Text:
• • • • • • •

# pork butt for benefit



## smokinbill1638 (Nov 6, 2018)

I have a question in reference to storing pork butts for a benefit.  I have been asked to cook for a benefit for the brother of a local firefighter that will be in december.  I was just informed that the pork butts will be dropped off tonight in a cooler from the person getting them.  Can I freeze them and thaw them later to smoke (I don't know if they are previously frozen at this point but trying to find out) and then freeze cooked chopped pork butt and reheat the day of benefit.  I normally vacuum seal and then boil them to reheat with adding juice back in.  My understanding is that even if they have previously been frozen, that I am okay as long as temp didn't reach 40 with thawing, to re-freeze them, is this correct?


----------



## smokerjim (Nov 6, 2018)

It probably  depends how long they were at 40 degrees if they were. I would say if they're not greenish and sticky, or don't smell you would be ok. I see no problem  smoking them and Re freezing , I'm sure some of the pros will be around though.


----------



## HalfSmoked (Nov 6, 2018)

I'm not one to refreeze meat that has not been cooked. If you have the time smoke and pull then freeze as you said reheating like a boiling bag. Just my $.02 Always above all cost keep safety first.

• • • • • • •

Material shown:
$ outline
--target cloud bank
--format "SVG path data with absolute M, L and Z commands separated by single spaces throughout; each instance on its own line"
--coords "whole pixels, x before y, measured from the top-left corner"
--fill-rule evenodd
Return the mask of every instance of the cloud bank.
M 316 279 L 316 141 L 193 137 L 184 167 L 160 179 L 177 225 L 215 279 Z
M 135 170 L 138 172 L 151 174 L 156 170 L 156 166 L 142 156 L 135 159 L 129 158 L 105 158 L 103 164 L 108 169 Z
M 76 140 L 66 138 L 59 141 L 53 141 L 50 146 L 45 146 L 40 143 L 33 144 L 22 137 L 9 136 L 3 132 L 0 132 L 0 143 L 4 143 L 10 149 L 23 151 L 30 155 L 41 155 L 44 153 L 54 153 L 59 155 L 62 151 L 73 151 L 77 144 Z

• • • • • • •

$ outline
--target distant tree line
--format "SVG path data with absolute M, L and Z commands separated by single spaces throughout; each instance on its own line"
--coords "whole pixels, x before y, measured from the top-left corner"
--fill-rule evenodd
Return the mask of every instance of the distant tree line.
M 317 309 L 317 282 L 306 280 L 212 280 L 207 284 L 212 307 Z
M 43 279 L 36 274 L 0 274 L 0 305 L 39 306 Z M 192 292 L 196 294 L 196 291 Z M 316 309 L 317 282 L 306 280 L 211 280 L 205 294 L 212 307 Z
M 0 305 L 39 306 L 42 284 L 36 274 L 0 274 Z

• • • • • • •

Problem to work on: Retype the stretch of the pork butt thread from "## smokerjim (Nov" through "HalfSmoked (Nov 6, 2018)" word for word.

Written reply:
## smokerjim (Nov 6, 2018)

It probably  depends how long they were at 40 degrees if they were. I would say if they're not greenish and sticky, or don't smell you would be ok. I see no problem  smoking them and Re freezing , I'm sure some of the pros will be around though.


----------



## HalfSmoked (Nov 6, 2018)